Sie gehört einfach zum Eurovision Song Contest wie die Wespen zum Zwetschgenkuchen: das mittlerweile 88jährige Grand-Prix-Urgestein Lys Assia, die erste Siegerin von 1956. Und sie schien fest entschlossen, auf Biegen und Brechen noch einmal mitzumachen: wie sie dem Boulevardblatt Blick Mitte September 2012 anvertraute, wollte sie 2013 erneut bei der schweizerischen Vorentscheidung antreten, wiederum mit einem Song aus der Feder von Ralph Siegel. Nachdem sie es 2012 mit ihrer Final-Curtain-Ballade ‘C’etait ma Vie’ zwar in Die große Entscheidungsshow schaffte, dort aber nur 5% der Stimmen einsammeln konnte, wollte sie es diesmal mit einem “modernen” Titel versuchen: einem “Popsong mit Rap-Einlagen”, bei dem sie vier “Berner Buben” von New Jack, einem Hip-Hop-Act, unterstützten. “Das Lied hat Pfiff und spricht auch die Jungen an,” zeigte sich die Assia überzeugt. Und auch für ihre jungen, schwarzen Begleiter fand sie nur lobende Worte: “Sie sind höflich, wohlerzogen und überaus talentiert,” so die Grande Dame begeistert (vermutlich wurde sie von den Herren gesiezt, wie es sich geziemt).

==*==

**Aufgabenstellung 1:** Prüfe für jede der Aussagen (a) bis (c), ob sie mit dem ausgewählten Auszug übereinstimmt, und belege deine Antwort mit den entscheidenden Worten des Auszugs als wörtlichem Zitat: (a) Lys Assia war die erste Siegerin des Wettbewerbs. (b) In der Entscheidungsshow 2012 erhielt sie die Hälfte der Stimmen. (c) Auch ihr Lied für 2013 sollte von Ralph Siegel stammen.
**Aufgabenstellung 2:** Zähle alle Eigenschaften auf, mit denen Lys Assia im ausgewählten Auszug ihre jungen Begleiter lobt.
**Aufgabenstellung 3:** Wie heißt laut dem ausgewählten Auszug der Hip-Hop-Act, dessen Mitglieder Lys Assia unterstützen sollten?

==*==

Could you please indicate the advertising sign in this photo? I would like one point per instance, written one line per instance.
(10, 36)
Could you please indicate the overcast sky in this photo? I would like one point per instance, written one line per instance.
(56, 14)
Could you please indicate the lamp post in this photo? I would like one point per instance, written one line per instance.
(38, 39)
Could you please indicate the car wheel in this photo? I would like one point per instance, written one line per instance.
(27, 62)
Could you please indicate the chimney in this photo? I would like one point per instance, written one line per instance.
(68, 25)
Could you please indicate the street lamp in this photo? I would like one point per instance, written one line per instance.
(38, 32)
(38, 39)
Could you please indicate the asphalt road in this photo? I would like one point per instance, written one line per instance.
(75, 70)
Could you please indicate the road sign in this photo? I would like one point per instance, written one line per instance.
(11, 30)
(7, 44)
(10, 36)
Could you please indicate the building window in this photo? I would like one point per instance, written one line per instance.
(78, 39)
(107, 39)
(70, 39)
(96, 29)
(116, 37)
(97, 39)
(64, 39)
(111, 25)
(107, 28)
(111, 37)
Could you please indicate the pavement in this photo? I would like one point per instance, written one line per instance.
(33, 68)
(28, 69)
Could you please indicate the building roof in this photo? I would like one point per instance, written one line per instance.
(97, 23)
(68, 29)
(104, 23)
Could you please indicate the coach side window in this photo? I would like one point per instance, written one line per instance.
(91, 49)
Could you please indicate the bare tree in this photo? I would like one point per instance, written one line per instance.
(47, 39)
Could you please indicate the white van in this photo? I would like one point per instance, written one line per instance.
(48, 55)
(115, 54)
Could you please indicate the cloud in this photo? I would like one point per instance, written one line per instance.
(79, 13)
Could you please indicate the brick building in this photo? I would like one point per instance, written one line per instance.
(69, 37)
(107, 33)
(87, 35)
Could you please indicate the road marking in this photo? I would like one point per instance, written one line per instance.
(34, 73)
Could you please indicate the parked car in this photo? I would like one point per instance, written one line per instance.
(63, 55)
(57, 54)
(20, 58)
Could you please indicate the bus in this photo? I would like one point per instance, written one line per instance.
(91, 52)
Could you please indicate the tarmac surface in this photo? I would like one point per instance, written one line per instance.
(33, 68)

==*==

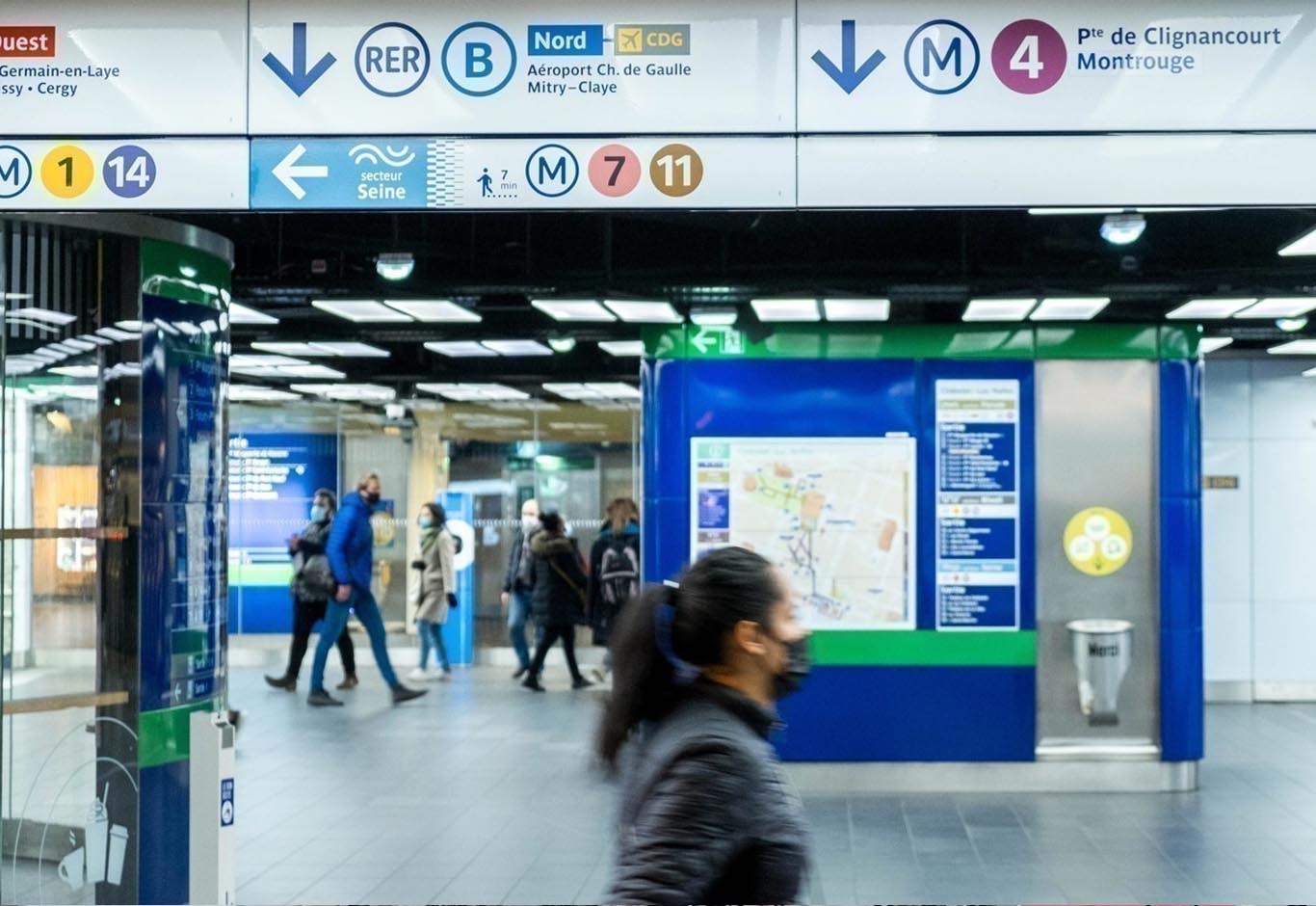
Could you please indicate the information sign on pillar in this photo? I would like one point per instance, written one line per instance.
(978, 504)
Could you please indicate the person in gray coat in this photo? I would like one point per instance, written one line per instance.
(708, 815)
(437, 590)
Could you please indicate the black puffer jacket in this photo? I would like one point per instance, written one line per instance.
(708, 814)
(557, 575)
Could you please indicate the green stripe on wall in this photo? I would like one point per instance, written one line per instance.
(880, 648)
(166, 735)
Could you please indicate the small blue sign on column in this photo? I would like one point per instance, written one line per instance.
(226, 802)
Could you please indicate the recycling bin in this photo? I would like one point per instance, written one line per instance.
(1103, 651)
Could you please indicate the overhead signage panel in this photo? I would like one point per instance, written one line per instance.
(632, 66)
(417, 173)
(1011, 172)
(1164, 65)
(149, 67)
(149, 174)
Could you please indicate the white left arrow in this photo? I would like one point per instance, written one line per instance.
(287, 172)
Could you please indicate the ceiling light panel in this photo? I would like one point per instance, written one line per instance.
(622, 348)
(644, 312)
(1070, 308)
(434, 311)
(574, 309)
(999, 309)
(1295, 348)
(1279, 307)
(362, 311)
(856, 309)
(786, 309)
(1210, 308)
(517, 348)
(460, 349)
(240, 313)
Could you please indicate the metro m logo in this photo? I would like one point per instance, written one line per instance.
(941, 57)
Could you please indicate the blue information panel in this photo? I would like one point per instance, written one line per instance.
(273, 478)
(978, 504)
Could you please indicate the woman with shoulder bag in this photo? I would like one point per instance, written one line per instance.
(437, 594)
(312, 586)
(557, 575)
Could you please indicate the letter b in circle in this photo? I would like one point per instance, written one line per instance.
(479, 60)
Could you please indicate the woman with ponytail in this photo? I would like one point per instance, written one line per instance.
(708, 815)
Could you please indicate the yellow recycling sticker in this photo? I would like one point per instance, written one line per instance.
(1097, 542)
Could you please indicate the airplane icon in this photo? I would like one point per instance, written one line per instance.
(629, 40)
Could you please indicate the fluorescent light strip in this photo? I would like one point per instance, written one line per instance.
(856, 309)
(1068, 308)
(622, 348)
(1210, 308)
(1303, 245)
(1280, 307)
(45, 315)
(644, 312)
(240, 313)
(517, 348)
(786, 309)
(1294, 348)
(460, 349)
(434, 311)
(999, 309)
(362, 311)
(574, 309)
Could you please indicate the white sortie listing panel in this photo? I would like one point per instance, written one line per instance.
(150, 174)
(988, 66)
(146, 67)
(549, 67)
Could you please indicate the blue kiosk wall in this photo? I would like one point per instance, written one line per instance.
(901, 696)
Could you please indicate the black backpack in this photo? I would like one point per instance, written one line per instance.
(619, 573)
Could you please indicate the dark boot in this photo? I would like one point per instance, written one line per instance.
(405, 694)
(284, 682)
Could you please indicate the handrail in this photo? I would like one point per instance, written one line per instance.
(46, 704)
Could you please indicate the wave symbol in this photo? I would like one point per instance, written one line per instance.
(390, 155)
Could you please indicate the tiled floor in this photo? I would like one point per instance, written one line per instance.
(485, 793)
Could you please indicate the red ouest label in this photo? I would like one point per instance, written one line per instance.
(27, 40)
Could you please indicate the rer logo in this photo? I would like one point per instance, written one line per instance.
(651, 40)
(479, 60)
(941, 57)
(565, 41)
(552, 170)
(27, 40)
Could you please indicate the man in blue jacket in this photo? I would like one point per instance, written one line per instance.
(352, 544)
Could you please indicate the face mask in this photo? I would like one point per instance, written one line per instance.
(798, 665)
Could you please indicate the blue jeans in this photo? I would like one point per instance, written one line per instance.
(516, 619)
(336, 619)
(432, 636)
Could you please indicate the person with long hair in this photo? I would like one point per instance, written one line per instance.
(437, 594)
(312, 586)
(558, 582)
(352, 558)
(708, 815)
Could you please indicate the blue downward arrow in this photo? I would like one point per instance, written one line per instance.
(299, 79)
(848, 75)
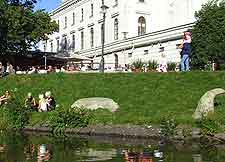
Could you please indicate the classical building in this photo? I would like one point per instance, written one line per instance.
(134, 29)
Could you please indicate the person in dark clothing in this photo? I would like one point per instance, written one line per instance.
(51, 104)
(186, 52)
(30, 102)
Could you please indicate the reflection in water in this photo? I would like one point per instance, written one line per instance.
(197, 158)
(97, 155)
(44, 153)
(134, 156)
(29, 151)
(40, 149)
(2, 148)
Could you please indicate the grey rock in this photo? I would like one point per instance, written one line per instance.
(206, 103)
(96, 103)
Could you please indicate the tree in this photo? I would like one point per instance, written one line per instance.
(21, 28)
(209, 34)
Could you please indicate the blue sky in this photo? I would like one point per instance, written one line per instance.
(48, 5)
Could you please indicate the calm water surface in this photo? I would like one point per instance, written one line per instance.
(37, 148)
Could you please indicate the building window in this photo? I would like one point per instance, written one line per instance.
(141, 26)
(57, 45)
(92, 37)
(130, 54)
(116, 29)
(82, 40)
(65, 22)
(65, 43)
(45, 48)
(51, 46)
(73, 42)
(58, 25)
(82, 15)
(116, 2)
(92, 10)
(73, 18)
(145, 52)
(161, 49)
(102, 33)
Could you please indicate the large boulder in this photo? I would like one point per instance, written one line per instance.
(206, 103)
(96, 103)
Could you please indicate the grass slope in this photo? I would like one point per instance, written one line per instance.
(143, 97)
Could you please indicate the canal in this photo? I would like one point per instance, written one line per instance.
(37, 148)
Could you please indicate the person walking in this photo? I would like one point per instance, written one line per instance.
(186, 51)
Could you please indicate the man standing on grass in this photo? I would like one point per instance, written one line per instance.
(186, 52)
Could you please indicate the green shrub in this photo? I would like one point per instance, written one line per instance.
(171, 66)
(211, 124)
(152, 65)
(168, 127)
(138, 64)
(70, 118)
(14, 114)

==*==

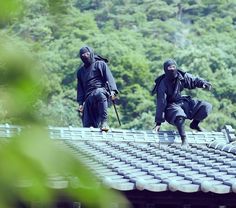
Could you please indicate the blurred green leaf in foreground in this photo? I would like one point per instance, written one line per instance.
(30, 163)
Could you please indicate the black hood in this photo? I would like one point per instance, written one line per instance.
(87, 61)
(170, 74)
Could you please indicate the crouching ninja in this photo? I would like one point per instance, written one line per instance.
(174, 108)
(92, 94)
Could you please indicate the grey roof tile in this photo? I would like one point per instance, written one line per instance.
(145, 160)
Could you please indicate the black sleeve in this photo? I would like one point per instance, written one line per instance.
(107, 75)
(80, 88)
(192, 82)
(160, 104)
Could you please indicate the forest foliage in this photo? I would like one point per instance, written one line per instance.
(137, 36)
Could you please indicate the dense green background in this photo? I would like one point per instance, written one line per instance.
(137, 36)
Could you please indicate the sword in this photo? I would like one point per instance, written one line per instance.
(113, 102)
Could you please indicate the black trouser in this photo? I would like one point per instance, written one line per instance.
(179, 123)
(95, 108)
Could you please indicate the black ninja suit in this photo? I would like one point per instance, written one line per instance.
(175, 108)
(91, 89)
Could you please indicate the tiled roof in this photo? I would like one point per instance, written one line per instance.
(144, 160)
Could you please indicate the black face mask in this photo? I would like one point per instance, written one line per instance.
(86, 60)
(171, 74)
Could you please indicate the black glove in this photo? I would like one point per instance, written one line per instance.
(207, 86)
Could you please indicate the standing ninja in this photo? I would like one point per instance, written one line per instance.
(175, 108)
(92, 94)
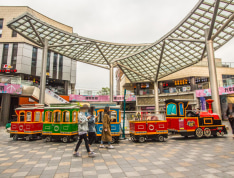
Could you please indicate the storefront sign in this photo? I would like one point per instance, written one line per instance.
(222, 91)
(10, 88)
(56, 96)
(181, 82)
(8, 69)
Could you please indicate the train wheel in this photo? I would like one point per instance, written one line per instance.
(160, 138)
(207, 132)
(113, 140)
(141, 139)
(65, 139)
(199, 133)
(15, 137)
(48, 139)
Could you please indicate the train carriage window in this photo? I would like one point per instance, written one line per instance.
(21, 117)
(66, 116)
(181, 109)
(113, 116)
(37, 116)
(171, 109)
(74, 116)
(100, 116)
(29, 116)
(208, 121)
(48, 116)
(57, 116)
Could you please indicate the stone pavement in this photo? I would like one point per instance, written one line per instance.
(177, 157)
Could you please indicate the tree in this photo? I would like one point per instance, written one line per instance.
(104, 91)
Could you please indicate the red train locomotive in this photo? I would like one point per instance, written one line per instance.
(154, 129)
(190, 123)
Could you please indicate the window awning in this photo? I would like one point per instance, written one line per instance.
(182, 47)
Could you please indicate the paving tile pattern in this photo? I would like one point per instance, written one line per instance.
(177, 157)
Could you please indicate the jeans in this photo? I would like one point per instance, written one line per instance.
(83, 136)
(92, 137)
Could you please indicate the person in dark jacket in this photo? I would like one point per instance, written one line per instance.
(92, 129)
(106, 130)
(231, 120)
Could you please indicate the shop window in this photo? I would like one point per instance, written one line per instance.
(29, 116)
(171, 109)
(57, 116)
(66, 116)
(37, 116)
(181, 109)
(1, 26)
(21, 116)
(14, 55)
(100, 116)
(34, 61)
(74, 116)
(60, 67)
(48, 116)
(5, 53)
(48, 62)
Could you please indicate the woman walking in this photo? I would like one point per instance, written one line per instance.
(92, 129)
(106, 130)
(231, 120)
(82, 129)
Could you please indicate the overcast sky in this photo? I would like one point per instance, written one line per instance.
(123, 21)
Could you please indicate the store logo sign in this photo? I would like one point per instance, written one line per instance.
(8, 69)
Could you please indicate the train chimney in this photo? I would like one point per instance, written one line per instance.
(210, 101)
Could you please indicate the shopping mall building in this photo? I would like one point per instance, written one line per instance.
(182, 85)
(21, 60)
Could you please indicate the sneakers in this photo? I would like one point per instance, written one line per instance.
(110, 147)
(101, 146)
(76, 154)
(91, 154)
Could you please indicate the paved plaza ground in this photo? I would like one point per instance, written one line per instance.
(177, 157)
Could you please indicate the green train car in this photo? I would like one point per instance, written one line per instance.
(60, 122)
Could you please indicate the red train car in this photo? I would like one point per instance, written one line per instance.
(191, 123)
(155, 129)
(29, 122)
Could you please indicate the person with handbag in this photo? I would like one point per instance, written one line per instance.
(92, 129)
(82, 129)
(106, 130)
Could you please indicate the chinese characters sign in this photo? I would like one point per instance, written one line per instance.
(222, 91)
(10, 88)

==*==

**Richtige Antwort 1:**
(a) Ja: „die erste Siegerin von 1956“
(b) Nein: „dort aber nur 5% der Stimmen einsammeln konnte“
(c) Ja: „wiederum mit einem Song aus der Feder von Ralph Siegel“

**Richtige Antwort 2:** höflich, wohlerzogen, überaus talentiert

**Richtige Antwort 3:** New Jack